Texto fornecido ▸
Atualizado 21 de agosto de 2025 por Sergio A. Loiola
Pesquisadores da USP descobriram uma ilha gigantesca submersa no Oceano Atlântico Sul, próximo a Região Sul do Brasil. Entre 1.200 e 1.500 km da costa brasileira.
Denominada de Elevação do Rio Grande (ERG), a Ilha está submersa sob o Atlântico Sul há mais de 40 milhões de anos, e nas ultimas duas décadas a antiga ilha tropical tem sido investigada por cientistas brasileiros.

A descoberta não apenas reescreve a história geológica da região, como também desencadeou interesse do Brasil de reivindicar a soberania sobre a ilha e seus ecossistemas.
A seguir veremos as aventuras da expedição e os significados dessa importante descoberta.
LEIA MAIS
SATÉLITE IDENTIFICA 100 MIL MONTANHAS NO FUNDO DOS OCEANOS
AVENTURAS DA CABRA MONTESA A BEIRA DO ABISMO
Há 40 milhões de anos a ilha estava acima do mar, e o intemperismo arrasou a parte emersa
A Elevação do Rio Grande (ERG), uma formação geológica gigantesca que hoje repousa nas profundezas geladas do Atlântico Sul, já foi uma ilha tropical coberta de vegetação na frente do Brasil, segundo um estudo liderado por pesquisadores da USP.
Localizada a 1.200 quilômetros da atual costa sudeste brasileira, a ERG é um conjunto de montanhas e cânions que, se estivessem em terra, formariam uma paisagem impressionante, marcada por fendas profundas e picos com mais de 4 mil metros de altura (o Pico da Neblina, maior montanha do Brasil, comparativamente, não chega a 3 mil metros).

Hoje, todas essas estruturas estão completamente submersas, assentadas sobre um assoalho marinho de 5 mil metros de profundidade.
Um viajante que pudesse retroceder no tempo, porém, veria uma paisagem completamente diferente ao navegar por ali no meio do Eoceno, entre 50 e 40 milhões de anos atrás.
Naquela época, segundo os pesquisadores, as partes mais altas da ERG estavam acima da superfície, formando uma grande ilha vulcânica, de clima tropical e, muito provavelmente, recoberta de florestas e rodeada por recifes.

A análise sugere que a ilha se elevou entre 180 e 2.000 metros acima do nível do mar durante o Eoceno, em um clima global mais quente, tornando-se coberta por vegetação tropical e solos férteis.
As erupções vulcânicas eram intermitentes, deixando longos períodos de erosão antes que a massa terrestre fosse submersa pela subsidência tectônica.

Dados extraídos ▸

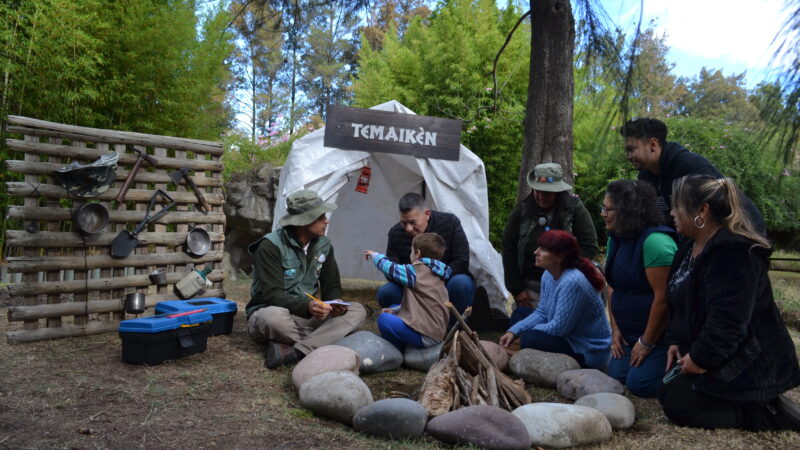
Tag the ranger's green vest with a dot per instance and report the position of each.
(529, 229)
(300, 271)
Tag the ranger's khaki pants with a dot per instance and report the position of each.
(274, 323)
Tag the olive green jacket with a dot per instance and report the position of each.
(282, 273)
(523, 231)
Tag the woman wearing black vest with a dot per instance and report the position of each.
(638, 257)
(734, 358)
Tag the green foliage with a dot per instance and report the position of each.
(242, 155)
(442, 67)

Requisitos das tarefas ▸
#1 Diga se cada afirmação a seguir concorda com o texto sobre a Elevação do Rio Grande, respondendo sim ou não e citando literalmente as palavras do texto que decidem: (a) A ERG fica a 1.200 quilômetros da atual costa sudeste brasileira. (b) O Pico da Neblina passa de 3 mil metros de altura. (c) As erupções vulcânicas na ilha eram contínuas.
#2 Transcreva, por favor, o trecho do texto sobre a Elevação do Rio Grande que começa em "Hoje, todas essas" e segue até "rodeada por recifes.".
#3 Escreva a continuação do texto sobre a Elevação do Rio Grande a partir da última frase apresentada.

Respostas por tarefa ▸
#1
(a) Sim: "Localizada a 1.200 quilômetros da atual costa sudeste brasileira"
(b) Não: "não chega a 3 mil metros"
(c) Não: "As erupções vulcânicas eram intermitentes"

#2
Hoje, todas essas estruturas estão completamente submersas, assentadas sobre um assoalho marinho de 5 mil metros de profundidade.
Um viajante que pudesse retroceder no tempo, porém, veria uma paisagem completamente diferente ao navegar por ali no meio do Eoceno, entre 50 e 40 milhões de anos atrás.
Naquela época, segundo os pesquisadores, as partes mais altas da ERG estavam acima da superfície, formando uma grande ilha vulcânica, de clima tropical e, muito provavelmente, recoberta de florestas e rodeada por recifes.

#3
Com o passar do tempo, essa paisagem insular teria sido naturalmente erodida (pela ação do vento, da chuva, das ondas, etc.) e recoberta por sucessivos derramamentos de lava, dando origem ao que os cientistas enxergam hoje, debaixo d’água, como tapetes de argila vermelha (solo petrificado) espremidos entre camadas de basalto preto (rocha vulcânica).
Localizada no Atlântico Sul, entre 1.200 e 1.500 km da costa brasileira, a ERG é, na verdade, um microcontinente formado a partir da placa tectônica de Gondwana, há 120 milhões de anos.
Vídeo: Pesquisadores brasileiros descobrem “continente perdido” no Atlântico – Repórter Rio
LEIA MAIS
UNICAMP: DRONE COM SAR ENXENGA DETALHE 100 M ABAIXO DA TERRA
PRODUÇÃO DE “OXIGÊNIO ESCURO” NO FUNDO DO OCEANO FAZ REPENSAR ORIGENS DA VIDA
Aventuras e Expedições da Descoberta
As primeiras evidências desse passado tropical surgiram em fevereiro de 2018, numa expedição liderada por pesquisadores do Instituto Oceanográfico (IO) da USP e financiada pela Fundação de Amparo à Pesquisa do Estado de São Paulo (Fapesp), que utilizou o navio de pesquisa Alpha Crucis para caracterizar depósitos minerais na ERG.
Dragagens de pesquisa realizadas no topo da elevação trouxeram à tona uma amostra de argila vermelha, que os pesquisadores suspeitaram ser uma espécie de solo fossilizado (paleossolo)

algo que só poderia ter se formado em um ambiente terrestre e de clima tropical (ou seja, na superfície). Além de outras feições geológicas que sugeriam a existência de praias, rios e erosão por chuva no passado.
A dragagem, porém, não permitia aos pesquisadores saber como aquela argila estava disposta no topo da ERG — a 650 metros de profundidade. Sabiam apenas que ela estava lá.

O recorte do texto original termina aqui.